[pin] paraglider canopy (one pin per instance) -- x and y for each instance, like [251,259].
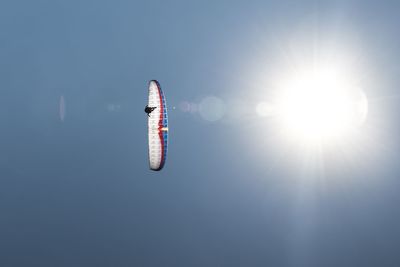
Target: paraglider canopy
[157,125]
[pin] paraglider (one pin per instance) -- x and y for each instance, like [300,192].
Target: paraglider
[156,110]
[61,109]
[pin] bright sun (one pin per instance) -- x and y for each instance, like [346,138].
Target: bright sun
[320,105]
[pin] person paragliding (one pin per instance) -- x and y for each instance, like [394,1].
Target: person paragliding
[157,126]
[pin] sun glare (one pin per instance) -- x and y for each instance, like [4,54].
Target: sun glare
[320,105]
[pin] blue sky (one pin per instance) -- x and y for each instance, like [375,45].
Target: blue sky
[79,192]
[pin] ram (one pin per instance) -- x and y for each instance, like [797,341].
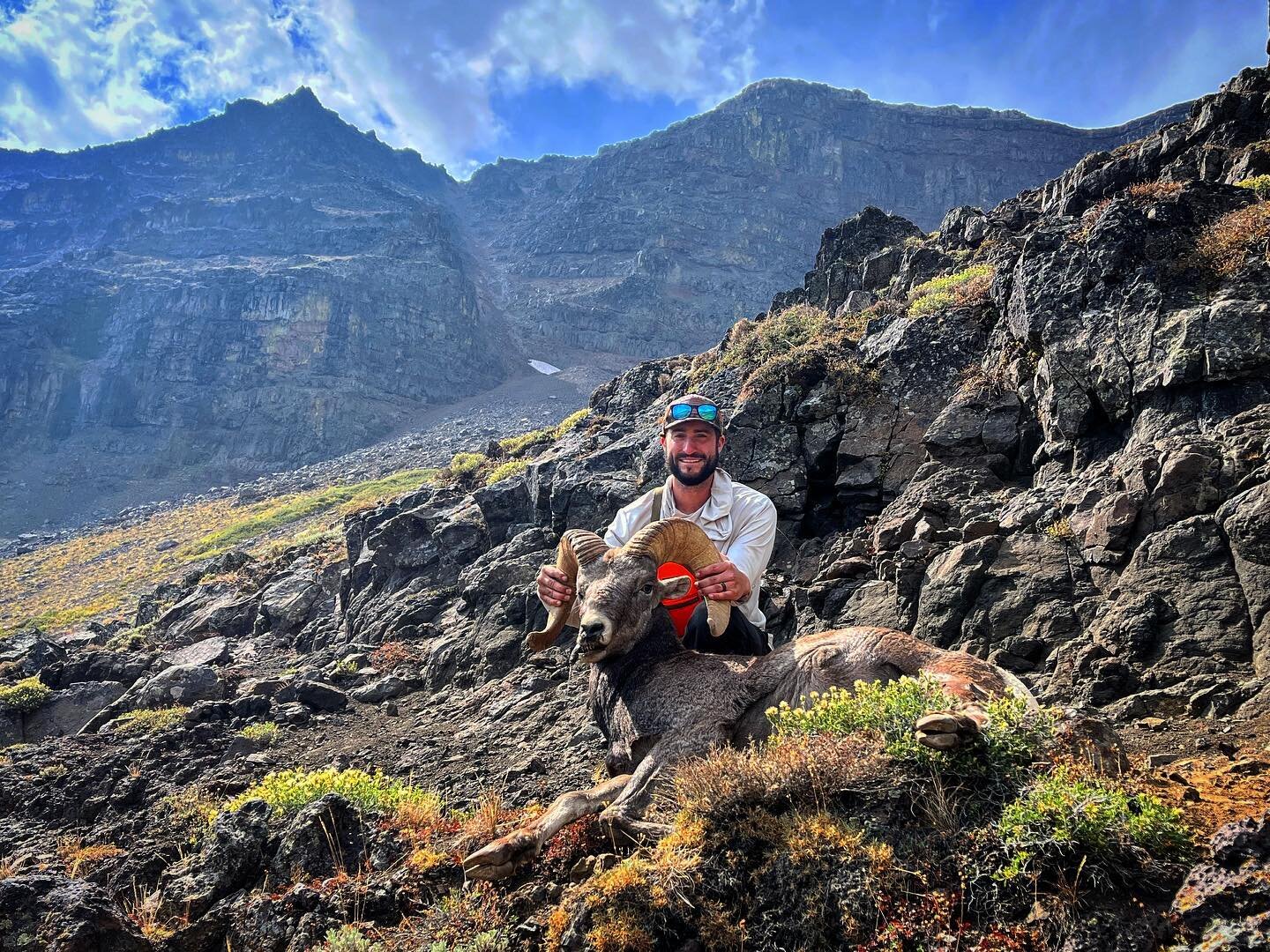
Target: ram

-- -- --

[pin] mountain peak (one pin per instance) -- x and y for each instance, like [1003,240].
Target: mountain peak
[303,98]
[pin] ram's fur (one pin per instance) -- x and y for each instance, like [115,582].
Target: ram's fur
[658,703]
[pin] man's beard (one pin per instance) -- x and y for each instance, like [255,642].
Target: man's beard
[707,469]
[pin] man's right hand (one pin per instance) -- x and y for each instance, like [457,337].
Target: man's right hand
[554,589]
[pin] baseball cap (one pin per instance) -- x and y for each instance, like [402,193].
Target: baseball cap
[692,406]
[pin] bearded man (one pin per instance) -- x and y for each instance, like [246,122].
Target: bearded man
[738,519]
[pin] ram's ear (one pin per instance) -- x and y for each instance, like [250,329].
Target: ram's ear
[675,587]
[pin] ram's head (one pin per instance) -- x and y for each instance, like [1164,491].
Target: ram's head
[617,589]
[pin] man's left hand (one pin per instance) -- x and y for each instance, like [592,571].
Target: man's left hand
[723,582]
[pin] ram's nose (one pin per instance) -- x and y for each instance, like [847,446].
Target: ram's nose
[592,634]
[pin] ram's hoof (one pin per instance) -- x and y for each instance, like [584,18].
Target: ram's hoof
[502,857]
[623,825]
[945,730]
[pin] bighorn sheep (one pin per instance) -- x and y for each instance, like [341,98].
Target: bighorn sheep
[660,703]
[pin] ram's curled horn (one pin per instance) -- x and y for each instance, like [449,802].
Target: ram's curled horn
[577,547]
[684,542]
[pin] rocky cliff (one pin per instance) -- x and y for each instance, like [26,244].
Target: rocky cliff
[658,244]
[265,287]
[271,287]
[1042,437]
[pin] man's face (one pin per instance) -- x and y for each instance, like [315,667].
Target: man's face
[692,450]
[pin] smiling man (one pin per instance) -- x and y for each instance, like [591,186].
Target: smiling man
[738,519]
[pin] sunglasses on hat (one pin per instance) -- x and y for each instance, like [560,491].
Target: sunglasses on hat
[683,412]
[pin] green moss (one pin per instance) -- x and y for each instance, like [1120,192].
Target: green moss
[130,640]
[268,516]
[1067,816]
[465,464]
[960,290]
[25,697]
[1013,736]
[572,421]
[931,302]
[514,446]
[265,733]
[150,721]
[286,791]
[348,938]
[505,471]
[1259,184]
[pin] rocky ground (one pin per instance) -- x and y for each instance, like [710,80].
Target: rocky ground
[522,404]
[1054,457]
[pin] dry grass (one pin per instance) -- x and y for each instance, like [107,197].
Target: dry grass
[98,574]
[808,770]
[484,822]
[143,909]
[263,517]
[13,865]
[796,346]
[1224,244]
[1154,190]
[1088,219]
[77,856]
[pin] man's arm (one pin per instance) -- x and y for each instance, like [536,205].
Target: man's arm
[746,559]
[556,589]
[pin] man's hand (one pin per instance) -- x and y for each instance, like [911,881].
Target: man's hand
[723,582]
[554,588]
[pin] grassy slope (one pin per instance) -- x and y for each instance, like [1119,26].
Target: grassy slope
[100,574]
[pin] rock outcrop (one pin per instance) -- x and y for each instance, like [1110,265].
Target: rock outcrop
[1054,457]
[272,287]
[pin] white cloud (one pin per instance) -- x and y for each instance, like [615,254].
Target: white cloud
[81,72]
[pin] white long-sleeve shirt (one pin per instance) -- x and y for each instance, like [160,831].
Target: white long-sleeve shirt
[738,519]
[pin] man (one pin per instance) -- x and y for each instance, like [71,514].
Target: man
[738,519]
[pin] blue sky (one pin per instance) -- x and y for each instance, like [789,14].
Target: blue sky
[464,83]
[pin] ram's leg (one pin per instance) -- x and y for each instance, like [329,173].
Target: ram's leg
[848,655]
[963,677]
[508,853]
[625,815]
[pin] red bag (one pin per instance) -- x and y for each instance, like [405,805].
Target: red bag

-- -- --

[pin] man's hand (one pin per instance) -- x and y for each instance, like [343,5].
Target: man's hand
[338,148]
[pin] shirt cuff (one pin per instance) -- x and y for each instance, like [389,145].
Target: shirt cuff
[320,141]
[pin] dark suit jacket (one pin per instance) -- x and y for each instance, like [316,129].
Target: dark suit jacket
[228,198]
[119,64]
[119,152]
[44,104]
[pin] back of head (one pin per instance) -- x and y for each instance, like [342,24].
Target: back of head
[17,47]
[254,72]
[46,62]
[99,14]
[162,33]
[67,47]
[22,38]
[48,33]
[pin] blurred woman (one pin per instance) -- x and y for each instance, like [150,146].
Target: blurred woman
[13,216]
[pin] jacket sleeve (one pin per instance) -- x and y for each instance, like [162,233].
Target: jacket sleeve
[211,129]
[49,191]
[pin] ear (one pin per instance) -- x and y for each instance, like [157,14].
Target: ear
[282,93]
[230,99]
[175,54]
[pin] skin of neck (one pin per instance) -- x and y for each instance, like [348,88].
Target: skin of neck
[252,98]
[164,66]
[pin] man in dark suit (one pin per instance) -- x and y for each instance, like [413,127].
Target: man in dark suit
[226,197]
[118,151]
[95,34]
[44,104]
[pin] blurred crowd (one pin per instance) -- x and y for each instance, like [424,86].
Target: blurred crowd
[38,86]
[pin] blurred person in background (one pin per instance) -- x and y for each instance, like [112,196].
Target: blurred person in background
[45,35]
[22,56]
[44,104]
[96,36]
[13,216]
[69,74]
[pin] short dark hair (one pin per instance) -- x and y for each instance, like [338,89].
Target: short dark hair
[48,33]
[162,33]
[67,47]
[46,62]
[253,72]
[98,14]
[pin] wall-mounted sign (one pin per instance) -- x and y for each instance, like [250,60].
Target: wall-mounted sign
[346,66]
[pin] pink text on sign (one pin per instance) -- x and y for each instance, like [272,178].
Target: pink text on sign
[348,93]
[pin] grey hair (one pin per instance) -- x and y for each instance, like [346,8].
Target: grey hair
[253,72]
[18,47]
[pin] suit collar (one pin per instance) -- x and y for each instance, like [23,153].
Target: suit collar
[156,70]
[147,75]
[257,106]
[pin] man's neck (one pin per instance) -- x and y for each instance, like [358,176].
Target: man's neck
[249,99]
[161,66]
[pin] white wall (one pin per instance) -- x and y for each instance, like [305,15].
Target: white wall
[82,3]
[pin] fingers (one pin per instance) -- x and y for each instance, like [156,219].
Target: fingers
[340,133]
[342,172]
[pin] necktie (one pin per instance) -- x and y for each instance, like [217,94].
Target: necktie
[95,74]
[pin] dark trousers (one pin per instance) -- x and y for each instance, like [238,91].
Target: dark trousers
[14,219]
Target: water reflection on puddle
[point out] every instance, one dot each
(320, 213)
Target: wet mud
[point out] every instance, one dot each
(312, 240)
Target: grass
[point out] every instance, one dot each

-- -- --

Task instructions
From the records above, repeat exactly the lines from the one with "Target: man's arm" through the one with "Target: red bag", both included.

Result below
Target: man's arm
[746,559]
[556,589]
[pin] man's hand (one pin per instance) -- x and y for each instance, like [911,881].
Target: man's hand
[723,582]
[554,588]
[pin] grassy slope (one pin per instance) -- x and y for each instance, like [1119,26].
Target: grassy slope
[100,574]
[pin] rock outcrop (one pin per instance) -- x and y for each instance, like [1110,265].
Target: rock outcrop
[1054,457]
[272,287]
[pin] white cloud (one pin per instance) -- x and y for each instance, like [615,254].
Target: white cloud
[81,72]
[pin] white long-sleeve shirt (one pin per instance) -- x and y for each instance, like [160,831].
Target: white long-sleeve shirt
[738,519]
[pin] man (one pin per instance) -- x and y for each instance, like [71,514].
Target: man
[738,519]
[pin] blue sky (one pin per instance) -- x and y for each instance, like [789,14].
Target: blue sky
[464,83]
[pin] ram's leg (one pin per instance) -- x and y for each instance, like [329,173].
Target: ram's leg
[848,655]
[963,677]
[508,853]
[625,815]
[pin] red bag (one pin per instance) -- x and y for each instance, like [405,805].
Target: red bag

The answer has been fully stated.